GIVEN PROBLEM: Transcribe the blog post about the Delhi weekend word for word, between "The kids stayed with friends, we" and "case of laryngitis.", inclusive.

___ DOCUMENT SECTION ___

Let me preface this post with the following: I like Chennai. I like Chennai more now after spending a little time in Delhi.
On to the weekend, finally.
The kids stayed with friends, we went to Delhi. It's the first time we've hopped a plane without them, ever, and I'll admint it was relaxing and pleasant. The kids stayed with a family with 3 kids: a 2nd grader, 6th grader and 9th grader. On Saturday they all went out for Pizza Hut and spent the evening at school for the AISC Diwali party. The amount of stuff I sent with them was appalling including sleeping bags, Diwali clothes, books, games... but all bases were covered. Unfortunately we left Rebecca on Friday night feeling feverish. It's never comfortable leaving a sick child behind, thankfully she was pretty much OK by Saturday aside from a continued mild case of laryngitis.

___ DATA ROWS ___

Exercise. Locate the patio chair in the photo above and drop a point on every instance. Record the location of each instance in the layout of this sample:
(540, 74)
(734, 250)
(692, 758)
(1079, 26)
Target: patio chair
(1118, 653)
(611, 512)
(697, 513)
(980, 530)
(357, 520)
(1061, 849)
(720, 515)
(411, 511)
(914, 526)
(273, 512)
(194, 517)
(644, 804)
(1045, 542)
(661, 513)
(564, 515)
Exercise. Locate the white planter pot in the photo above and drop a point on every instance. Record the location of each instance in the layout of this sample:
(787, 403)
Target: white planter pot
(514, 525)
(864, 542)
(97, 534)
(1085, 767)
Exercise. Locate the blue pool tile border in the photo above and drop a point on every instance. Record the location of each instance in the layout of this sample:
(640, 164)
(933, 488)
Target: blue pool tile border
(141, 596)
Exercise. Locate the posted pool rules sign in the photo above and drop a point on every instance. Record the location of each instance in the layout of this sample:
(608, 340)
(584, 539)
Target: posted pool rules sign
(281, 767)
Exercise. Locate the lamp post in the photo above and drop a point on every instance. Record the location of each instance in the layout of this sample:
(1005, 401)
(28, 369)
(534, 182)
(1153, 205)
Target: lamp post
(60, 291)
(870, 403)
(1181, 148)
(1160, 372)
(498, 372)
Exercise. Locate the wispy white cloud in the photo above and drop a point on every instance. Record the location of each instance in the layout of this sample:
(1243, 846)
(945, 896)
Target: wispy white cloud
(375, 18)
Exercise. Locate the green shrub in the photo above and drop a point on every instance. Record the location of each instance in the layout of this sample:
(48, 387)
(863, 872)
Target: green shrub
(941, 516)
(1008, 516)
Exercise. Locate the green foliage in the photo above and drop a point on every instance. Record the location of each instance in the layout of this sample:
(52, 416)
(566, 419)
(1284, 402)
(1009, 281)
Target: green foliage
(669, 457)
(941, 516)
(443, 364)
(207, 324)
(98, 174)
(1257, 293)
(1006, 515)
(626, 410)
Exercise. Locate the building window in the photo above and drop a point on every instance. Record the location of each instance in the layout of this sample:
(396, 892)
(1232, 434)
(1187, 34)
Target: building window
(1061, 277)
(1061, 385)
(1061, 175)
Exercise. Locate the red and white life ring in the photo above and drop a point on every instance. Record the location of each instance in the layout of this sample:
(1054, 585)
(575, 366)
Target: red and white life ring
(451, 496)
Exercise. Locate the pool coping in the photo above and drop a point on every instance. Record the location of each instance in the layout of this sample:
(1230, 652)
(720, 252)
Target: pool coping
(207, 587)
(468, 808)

___

RESPONSE TO THIS EXERCISE:
The kids stayed with friends, we went to Delhi. It's the first time we've hopped a plane without them, ever, and I'll admint it was relaxing and pleasant. The kids stayed with a family with 3 kids: a 2nd grader, 6th grader and 9th grader. On Saturday they all went out for Pizza Hut and spent the evening at school for the AISC Diwali party. The amount of stuff I sent with them was appalling including sleeping bags, Diwali clothes, books, games... but all bases were covered. Unfortunately we left Rebecca on Friday night feeling feverish. It's never comfortable leaving a sick child behind, thankfully she was pretty much OK by Saturday aside from a continued mild case of laryngitis.